* START DATA *

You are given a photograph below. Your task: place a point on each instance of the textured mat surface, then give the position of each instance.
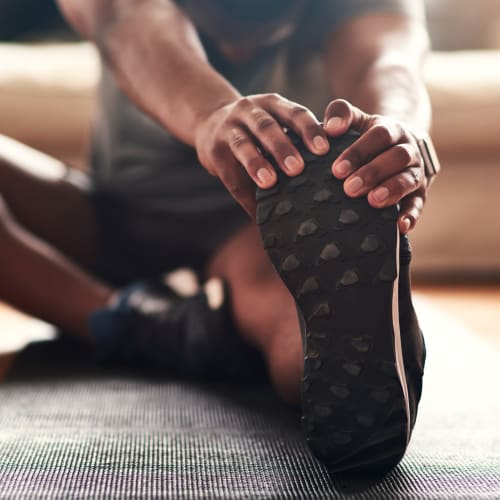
(67, 431)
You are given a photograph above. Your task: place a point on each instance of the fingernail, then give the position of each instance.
(264, 176)
(406, 224)
(334, 123)
(343, 168)
(320, 143)
(354, 185)
(292, 164)
(380, 194)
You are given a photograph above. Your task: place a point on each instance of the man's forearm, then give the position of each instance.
(376, 65)
(157, 57)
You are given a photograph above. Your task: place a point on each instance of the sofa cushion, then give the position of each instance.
(47, 94)
(465, 94)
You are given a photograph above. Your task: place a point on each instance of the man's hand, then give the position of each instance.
(230, 142)
(384, 164)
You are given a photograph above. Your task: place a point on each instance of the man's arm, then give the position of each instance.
(155, 53)
(375, 64)
(159, 61)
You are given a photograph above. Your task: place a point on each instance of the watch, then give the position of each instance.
(429, 156)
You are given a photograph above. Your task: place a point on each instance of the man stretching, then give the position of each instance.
(201, 103)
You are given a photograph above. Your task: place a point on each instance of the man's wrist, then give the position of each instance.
(429, 156)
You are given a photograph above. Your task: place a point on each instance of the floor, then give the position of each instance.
(477, 307)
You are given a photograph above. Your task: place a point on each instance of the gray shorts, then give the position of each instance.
(162, 221)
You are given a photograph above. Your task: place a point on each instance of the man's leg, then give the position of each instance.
(48, 237)
(263, 308)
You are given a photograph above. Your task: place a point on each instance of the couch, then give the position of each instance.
(47, 101)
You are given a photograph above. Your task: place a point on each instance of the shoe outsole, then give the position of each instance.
(338, 256)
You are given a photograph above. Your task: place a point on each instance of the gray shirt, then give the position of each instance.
(137, 160)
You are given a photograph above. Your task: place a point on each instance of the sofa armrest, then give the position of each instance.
(47, 95)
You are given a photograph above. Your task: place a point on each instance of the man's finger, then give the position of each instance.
(340, 116)
(411, 208)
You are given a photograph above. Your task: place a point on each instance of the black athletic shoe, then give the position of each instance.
(340, 259)
(151, 325)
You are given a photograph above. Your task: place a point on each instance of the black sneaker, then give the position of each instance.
(340, 259)
(152, 326)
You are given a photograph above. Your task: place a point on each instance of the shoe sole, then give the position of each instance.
(339, 258)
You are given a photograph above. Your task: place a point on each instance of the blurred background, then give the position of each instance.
(48, 80)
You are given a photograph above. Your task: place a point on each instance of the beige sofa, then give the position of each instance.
(47, 101)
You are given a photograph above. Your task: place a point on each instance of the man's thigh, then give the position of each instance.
(50, 200)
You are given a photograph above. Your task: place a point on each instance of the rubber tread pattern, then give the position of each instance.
(337, 256)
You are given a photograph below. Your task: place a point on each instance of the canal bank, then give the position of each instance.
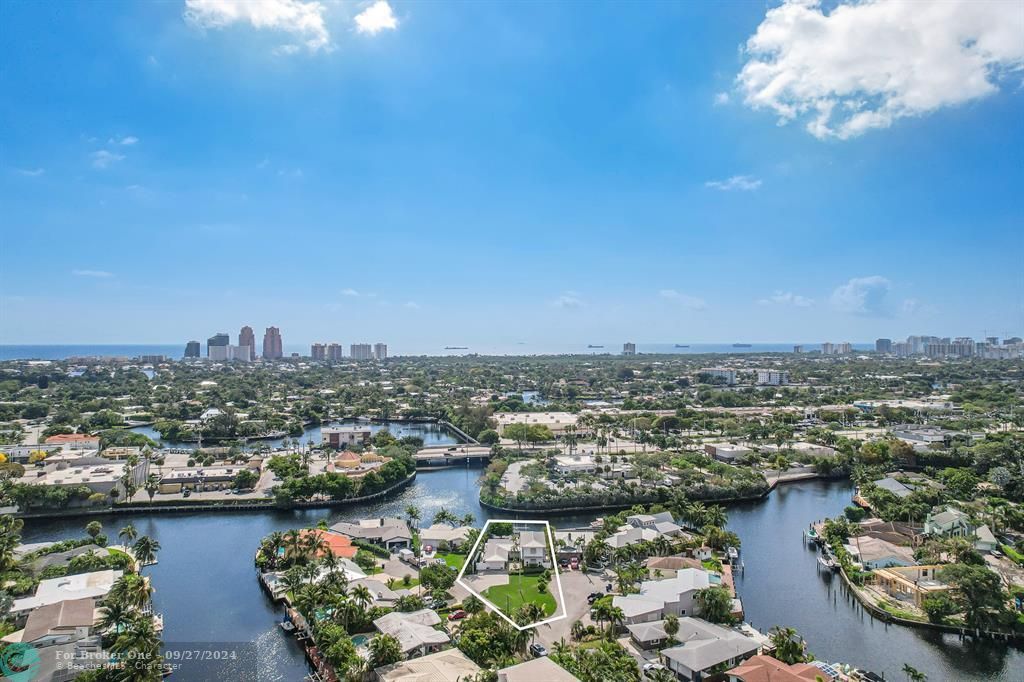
(208, 593)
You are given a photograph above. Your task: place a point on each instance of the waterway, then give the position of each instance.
(208, 592)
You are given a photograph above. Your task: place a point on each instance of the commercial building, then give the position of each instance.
(217, 341)
(247, 339)
(272, 346)
(719, 375)
(773, 377)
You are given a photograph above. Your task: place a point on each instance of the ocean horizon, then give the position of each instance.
(175, 351)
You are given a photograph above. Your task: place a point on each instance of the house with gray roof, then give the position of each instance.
(704, 646)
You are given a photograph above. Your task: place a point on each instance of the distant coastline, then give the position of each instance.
(175, 351)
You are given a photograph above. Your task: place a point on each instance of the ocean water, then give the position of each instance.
(177, 350)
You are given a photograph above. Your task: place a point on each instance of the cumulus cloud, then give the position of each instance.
(740, 182)
(568, 299)
(376, 17)
(103, 159)
(304, 20)
(862, 296)
(864, 65)
(687, 301)
(787, 298)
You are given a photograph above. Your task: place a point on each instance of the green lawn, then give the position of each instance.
(452, 559)
(520, 590)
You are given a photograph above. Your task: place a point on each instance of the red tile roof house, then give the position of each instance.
(767, 669)
(75, 440)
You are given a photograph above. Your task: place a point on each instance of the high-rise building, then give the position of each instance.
(216, 341)
(247, 338)
(360, 351)
(272, 347)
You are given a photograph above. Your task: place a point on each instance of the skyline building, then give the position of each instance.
(360, 351)
(272, 346)
(248, 338)
(216, 341)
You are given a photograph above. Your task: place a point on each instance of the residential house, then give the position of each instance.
(672, 595)
(95, 586)
(388, 531)
(663, 522)
(872, 553)
(440, 533)
(766, 669)
(415, 631)
(950, 522)
(59, 623)
(911, 584)
(536, 670)
(704, 647)
(446, 666)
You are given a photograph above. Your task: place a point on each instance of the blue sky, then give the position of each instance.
(544, 172)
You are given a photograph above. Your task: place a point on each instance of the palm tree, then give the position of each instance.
(145, 549)
(128, 534)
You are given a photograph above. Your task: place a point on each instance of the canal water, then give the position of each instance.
(208, 592)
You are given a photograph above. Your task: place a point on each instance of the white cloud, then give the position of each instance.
(865, 65)
(862, 296)
(687, 301)
(568, 299)
(376, 17)
(104, 159)
(741, 182)
(787, 298)
(304, 20)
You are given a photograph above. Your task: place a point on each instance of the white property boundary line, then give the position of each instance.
(560, 606)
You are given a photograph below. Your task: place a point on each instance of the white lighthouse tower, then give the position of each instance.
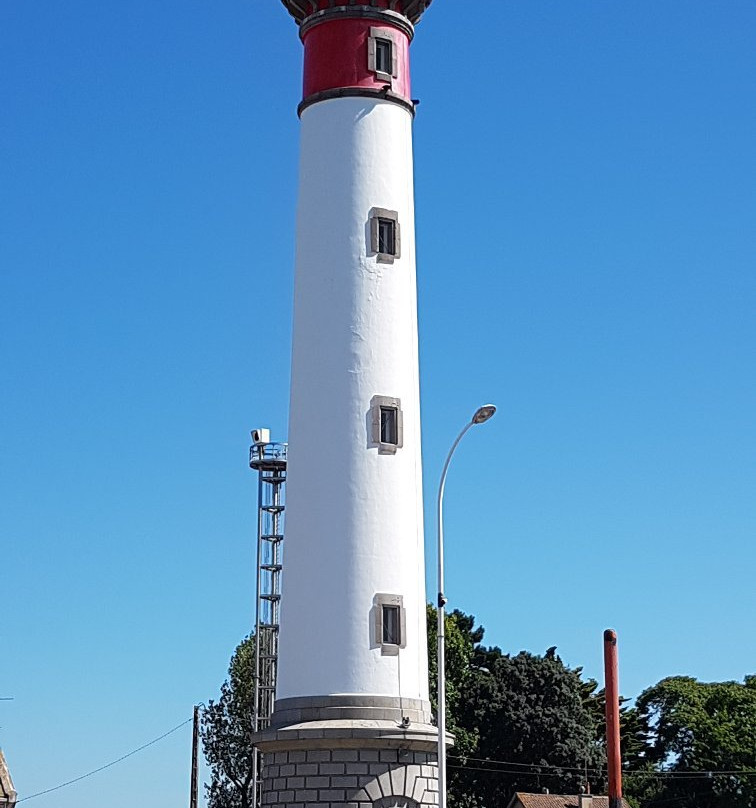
(352, 718)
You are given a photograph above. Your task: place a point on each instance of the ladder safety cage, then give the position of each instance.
(269, 460)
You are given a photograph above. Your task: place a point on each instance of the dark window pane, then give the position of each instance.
(391, 625)
(383, 56)
(389, 431)
(387, 236)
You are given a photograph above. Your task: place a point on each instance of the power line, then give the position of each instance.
(107, 765)
(538, 768)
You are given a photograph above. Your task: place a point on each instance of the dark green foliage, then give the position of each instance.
(226, 729)
(697, 727)
(524, 709)
(528, 722)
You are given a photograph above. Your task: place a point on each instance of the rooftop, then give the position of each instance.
(557, 801)
(412, 9)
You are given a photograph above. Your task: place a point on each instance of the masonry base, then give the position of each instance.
(352, 762)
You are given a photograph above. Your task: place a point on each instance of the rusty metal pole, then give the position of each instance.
(195, 773)
(611, 687)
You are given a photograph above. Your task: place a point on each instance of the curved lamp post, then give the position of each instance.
(481, 415)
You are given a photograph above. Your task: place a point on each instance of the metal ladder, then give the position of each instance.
(269, 460)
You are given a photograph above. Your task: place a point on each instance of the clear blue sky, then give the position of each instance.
(586, 199)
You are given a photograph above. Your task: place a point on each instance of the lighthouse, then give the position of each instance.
(351, 722)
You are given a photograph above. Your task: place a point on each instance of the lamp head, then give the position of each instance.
(482, 414)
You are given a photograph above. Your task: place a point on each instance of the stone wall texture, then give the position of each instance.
(351, 778)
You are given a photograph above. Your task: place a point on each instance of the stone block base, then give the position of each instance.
(349, 752)
(352, 778)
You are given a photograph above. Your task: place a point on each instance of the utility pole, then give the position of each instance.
(195, 749)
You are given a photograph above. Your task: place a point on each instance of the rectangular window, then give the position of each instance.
(382, 53)
(384, 56)
(391, 625)
(386, 424)
(389, 425)
(387, 236)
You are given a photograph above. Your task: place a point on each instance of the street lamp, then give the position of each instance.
(481, 415)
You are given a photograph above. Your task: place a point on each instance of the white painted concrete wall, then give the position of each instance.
(354, 523)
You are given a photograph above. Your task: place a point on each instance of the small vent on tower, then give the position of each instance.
(386, 424)
(385, 238)
(389, 623)
(382, 54)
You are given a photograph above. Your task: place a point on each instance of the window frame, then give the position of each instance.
(386, 35)
(378, 215)
(377, 405)
(381, 601)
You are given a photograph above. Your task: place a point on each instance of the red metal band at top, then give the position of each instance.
(339, 55)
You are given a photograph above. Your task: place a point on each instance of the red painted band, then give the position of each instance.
(337, 56)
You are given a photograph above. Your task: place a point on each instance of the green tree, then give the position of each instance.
(695, 727)
(526, 710)
(226, 729)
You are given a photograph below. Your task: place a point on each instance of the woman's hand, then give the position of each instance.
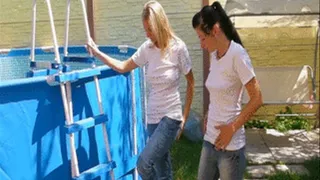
(225, 136)
(92, 48)
(205, 122)
(181, 129)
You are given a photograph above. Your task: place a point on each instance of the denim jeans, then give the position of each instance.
(154, 162)
(226, 165)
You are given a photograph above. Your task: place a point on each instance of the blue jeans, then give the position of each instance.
(226, 165)
(154, 162)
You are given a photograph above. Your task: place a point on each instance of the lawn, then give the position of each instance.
(185, 158)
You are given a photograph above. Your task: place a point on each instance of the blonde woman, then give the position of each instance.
(166, 57)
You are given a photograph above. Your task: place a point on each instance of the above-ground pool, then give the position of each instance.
(34, 143)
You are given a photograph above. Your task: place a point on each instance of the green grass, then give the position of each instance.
(185, 159)
(313, 166)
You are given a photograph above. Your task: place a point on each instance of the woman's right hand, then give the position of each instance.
(205, 121)
(92, 48)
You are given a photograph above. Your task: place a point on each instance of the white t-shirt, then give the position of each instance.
(162, 77)
(225, 83)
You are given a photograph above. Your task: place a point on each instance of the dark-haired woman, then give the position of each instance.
(223, 151)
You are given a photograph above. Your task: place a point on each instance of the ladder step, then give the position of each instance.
(96, 171)
(79, 59)
(86, 123)
(76, 75)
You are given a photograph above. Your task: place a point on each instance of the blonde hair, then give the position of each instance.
(154, 13)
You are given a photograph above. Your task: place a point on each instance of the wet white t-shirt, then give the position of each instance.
(225, 83)
(162, 77)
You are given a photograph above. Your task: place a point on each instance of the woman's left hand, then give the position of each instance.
(225, 136)
(180, 130)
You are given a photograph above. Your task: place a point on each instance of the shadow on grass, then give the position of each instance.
(185, 156)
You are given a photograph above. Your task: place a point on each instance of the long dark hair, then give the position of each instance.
(210, 15)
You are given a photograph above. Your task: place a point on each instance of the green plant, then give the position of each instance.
(260, 124)
(285, 123)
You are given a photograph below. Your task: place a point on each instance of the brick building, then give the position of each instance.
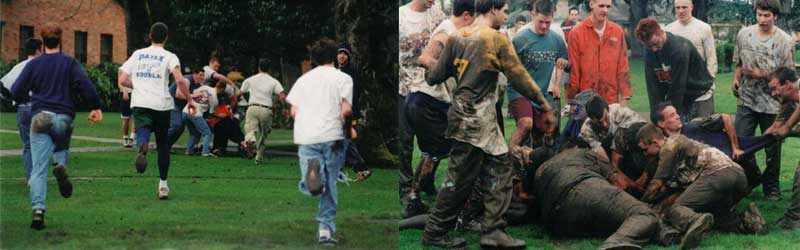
(93, 30)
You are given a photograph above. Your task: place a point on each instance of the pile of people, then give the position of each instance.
(610, 171)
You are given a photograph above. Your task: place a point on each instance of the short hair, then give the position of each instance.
(32, 45)
(324, 51)
(647, 28)
(784, 74)
(158, 32)
(459, 6)
(263, 64)
(595, 107)
(773, 6)
(656, 115)
(543, 7)
(51, 35)
(484, 6)
(649, 132)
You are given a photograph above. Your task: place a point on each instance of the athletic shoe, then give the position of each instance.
(163, 193)
(128, 142)
(37, 222)
(250, 149)
(141, 159)
(313, 179)
(325, 238)
(696, 231)
(64, 185)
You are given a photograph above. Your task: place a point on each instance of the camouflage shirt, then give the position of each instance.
(475, 56)
(618, 117)
(683, 160)
(754, 53)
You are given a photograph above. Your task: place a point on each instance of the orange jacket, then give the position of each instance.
(598, 65)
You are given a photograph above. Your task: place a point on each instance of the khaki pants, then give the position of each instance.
(257, 125)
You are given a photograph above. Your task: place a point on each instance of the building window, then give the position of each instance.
(106, 48)
(25, 33)
(80, 46)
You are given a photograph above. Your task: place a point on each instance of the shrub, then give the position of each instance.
(724, 57)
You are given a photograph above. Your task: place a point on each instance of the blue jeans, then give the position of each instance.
(24, 126)
(202, 126)
(43, 145)
(177, 121)
(331, 158)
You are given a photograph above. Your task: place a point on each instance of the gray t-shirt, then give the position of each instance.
(755, 53)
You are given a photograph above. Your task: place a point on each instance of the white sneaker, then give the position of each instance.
(163, 192)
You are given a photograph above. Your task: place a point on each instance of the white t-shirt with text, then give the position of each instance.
(149, 71)
(318, 96)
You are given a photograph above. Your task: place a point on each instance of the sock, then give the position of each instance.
(142, 136)
(325, 233)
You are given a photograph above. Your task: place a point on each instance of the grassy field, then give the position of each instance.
(777, 238)
(215, 203)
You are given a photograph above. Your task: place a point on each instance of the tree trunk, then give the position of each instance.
(638, 12)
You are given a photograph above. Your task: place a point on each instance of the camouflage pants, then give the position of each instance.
(467, 162)
(793, 212)
(716, 193)
(596, 208)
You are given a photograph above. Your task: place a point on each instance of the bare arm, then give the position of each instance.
(282, 97)
(224, 79)
(123, 80)
(731, 131)
(183, 89)
(432, 52)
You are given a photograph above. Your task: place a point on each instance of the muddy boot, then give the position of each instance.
(499, 239)
(444, 241)
(752, 221)
(667, 235)
(697, 229)
(414, 207)
(788, 223)
(416, 222)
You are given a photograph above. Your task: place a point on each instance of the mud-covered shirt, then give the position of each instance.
(683, 160)
(754, 53)
(475, 56)
(415, 30)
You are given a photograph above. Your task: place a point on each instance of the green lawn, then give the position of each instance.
(215, 203)
(111, 127)
(537, 238)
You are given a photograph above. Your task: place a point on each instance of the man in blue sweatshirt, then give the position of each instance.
(50, 78)
(33, 48)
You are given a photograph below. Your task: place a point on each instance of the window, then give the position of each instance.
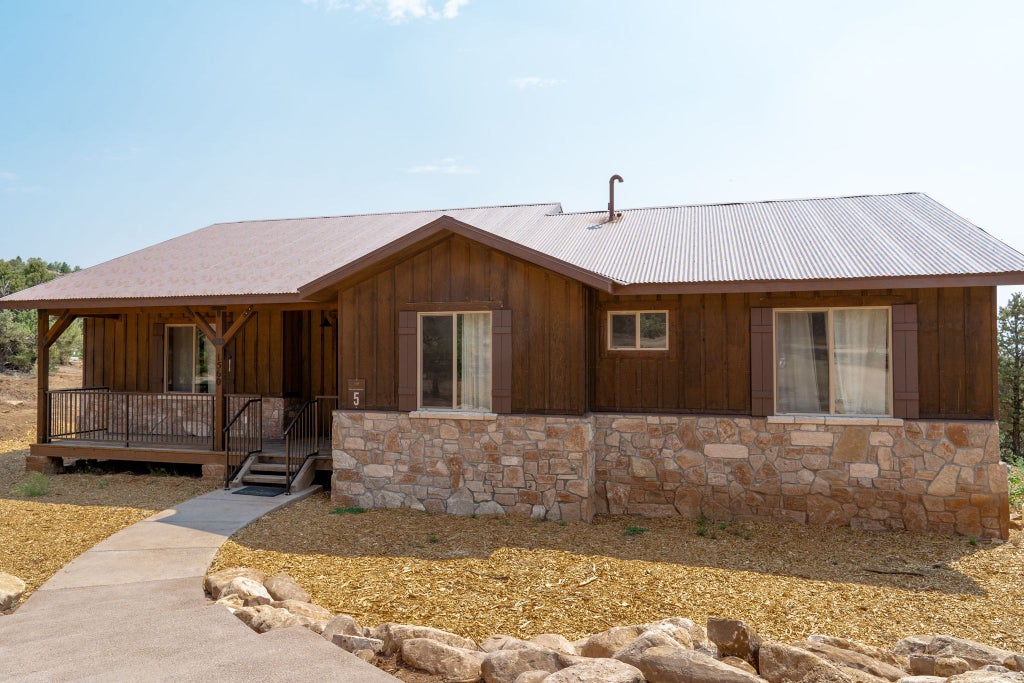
(455, 361)
(834, 360)
(647, 330)
(189, 359)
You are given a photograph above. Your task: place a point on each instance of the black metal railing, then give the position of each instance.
(301, 440)
(243, 434)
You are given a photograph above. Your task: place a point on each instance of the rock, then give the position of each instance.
(678, 665)
(11, 590)
(216, 582)
(251, 592)
(314, 612)
(854, 659)
(733, 638)
(264, 617)
(597, 671)
(634, 651)
(455, 665)
(394, 634)
(283, 587)
(978, 654)
(342, 625)
(354, 644)
(553, 641)
(505, 666)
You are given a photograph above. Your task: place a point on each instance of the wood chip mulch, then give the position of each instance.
(478, 577)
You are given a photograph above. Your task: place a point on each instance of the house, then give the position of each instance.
(826, 360)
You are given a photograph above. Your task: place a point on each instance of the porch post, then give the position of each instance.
(42, 377)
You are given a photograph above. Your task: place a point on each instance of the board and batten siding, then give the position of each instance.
(548, 323)
(707, 369)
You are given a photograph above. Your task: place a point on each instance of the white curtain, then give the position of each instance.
(474, 361)
(860, 342)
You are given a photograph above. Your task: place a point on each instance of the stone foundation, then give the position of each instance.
(867, 473)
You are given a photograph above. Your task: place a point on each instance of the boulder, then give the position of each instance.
(394, 634)
(506, 666)
(264, 617)
(251, 592)
(733, 638)
(216, 582)
(853, 659)
(283, 587)
(11, 590)
(597, 671)
(633, 652)
(342, 625)
(678, 665)
(978, 654)
(455, 665)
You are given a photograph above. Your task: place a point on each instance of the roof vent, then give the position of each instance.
(611, 197)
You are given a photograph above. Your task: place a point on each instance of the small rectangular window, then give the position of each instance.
(189, 359)
(647, 330)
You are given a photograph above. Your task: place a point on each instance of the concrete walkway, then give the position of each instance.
(132, 608)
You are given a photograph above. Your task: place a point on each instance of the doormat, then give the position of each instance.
(266, 492)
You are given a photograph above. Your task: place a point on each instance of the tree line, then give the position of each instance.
(17, 328)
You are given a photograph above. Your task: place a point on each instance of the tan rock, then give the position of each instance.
(455, 665)
(597, 671)
(394, 634)
(283, 587)
(216, 582)
(506, 666)
(675, 665)
(11, 590)
(733, 638)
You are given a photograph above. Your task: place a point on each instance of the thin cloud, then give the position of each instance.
(449, 166)
(395, 10)
(525, 82)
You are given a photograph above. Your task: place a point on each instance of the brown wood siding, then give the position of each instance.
(707, 369)
(548, 322)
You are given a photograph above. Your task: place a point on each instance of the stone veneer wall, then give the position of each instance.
(868, 473)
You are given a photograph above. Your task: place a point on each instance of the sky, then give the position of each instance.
(126, 123)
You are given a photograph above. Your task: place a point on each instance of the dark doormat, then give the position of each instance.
(266, 492)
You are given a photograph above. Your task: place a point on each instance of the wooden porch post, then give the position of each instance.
(42, 377)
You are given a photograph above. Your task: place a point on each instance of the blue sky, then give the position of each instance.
(123, 124)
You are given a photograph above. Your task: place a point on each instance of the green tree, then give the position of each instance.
(1011, 341)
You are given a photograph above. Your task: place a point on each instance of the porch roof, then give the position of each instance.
(883, 241)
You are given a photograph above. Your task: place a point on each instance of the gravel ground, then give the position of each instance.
(478, 577)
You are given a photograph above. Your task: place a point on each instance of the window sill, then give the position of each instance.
(452, 415)
(842, 420)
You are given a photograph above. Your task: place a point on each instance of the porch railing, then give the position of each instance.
(243, 434)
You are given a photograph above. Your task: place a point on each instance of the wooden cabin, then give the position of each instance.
(829, 361)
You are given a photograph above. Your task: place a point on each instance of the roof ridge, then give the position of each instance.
(709, 204)
(385, 213)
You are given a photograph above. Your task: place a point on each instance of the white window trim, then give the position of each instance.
(455, 363)
(167, 343)
(636, 341)
(832, 389)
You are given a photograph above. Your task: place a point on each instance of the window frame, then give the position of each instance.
(455, 361)
(829, 332)
(636, 313)
(167, 342)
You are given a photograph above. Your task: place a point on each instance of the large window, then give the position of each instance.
(638, 330)
(455, 361)
(834, 360)
(189, 359)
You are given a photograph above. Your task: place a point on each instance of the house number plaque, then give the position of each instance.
(356, 390)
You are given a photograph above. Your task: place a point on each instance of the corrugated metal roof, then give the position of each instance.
(880, 236)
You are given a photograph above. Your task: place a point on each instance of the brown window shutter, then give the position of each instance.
(157, 357)
(501, 359)
(408, 360)
(762, 364)
(906, 397)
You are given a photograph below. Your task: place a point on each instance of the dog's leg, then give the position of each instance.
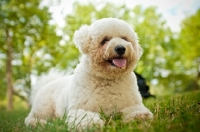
(136, 112)
(33, 121)
(81, 118)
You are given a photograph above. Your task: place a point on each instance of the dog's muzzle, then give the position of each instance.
(120, 49)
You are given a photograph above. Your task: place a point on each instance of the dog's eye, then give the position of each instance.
(104, 41)
(125, 38)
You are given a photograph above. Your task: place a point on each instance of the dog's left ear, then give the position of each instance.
(81, 38)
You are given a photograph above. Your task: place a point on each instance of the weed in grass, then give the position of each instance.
(180, 113)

* END DATA *

The lines to be extracted begin at the line containing "of the large" and continue through the final line of the material above, both ends included. Reproduce them exactly, without the pictures.

You are given a photograph above. Your task: place a point on each instance of the large window, then give the position of each instance.
(638, 330)
(455, 361)
(834, 360)
(189, 359)
You are given a photograph above. Your task: place a point on each instance of the house number plaque, then give the position of each instance.
(356, 390)
You are given a photograph above. Your task: place a point on each instance of the corrugated metal roof, then give the position of each instance.
(880, 236)
You are given a photograph above. Your task: place a point on each instance of the brown window shutter, then give the position of each instance.
(157, 357)
(501, 359)
(408, 360)
(762, 364)
(906, 397)
You are given a photograph below. Your task: place a point on each instance of the dog's leg, then give the position of each instance.
(136, 112)
(33, 121)
(81, 118)
You are given a photograph above. Your task: place a point on each instance of the dog's muzzle, then give the position of each instance.
(120, 49)
You are given a photograph above. Your task: place a point on each instance of the dog's eye, then give the position of each instance.
(104, 41)
(125, 38)
You are given a photograph above. Your task: place a point on each instance of the dog's left ear, then give the position of each instance.
(81, 38)
You are given a photograph above. Your task: place a point on each instance of the weed in grass, then give the position of each instance.
(180, 113)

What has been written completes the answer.